_ASSIGNMENT_
Every line below that includes "coordinates" counts toward the total. Report that total alone.
++++++++
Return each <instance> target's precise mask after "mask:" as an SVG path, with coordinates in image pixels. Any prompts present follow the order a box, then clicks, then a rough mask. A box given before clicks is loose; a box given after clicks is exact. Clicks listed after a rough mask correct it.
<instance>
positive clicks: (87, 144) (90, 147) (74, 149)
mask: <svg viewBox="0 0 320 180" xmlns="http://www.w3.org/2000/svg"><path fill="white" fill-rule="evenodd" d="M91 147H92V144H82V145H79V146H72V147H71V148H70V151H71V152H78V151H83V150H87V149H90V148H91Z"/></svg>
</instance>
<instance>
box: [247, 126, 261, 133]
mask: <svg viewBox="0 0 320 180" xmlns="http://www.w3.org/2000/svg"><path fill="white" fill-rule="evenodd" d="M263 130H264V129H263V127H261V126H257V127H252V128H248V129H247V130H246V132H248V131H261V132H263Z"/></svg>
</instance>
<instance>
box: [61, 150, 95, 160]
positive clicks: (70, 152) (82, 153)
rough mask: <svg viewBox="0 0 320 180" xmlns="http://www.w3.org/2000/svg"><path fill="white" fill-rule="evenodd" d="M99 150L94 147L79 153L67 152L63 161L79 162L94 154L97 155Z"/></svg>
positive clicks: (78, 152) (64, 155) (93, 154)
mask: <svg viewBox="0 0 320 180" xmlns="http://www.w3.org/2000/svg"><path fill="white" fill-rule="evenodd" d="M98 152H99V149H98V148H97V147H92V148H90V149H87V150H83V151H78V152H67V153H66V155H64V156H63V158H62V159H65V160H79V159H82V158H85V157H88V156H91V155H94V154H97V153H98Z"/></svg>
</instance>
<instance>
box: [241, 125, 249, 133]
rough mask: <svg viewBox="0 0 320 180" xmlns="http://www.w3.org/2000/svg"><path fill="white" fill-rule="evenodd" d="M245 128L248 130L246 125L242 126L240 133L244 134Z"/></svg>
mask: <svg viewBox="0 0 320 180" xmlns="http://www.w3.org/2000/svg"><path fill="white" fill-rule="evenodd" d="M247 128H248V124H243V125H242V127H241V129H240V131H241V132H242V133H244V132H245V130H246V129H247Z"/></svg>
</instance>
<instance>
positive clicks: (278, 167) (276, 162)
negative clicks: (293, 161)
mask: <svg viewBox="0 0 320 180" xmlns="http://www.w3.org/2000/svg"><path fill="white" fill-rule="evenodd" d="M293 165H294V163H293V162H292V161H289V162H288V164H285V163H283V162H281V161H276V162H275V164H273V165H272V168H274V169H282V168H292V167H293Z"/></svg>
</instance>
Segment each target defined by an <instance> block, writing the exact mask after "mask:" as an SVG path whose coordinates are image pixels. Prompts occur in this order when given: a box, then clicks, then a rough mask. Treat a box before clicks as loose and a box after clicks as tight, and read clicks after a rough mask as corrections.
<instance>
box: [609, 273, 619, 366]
++++++++
_TASK ANSWER_
2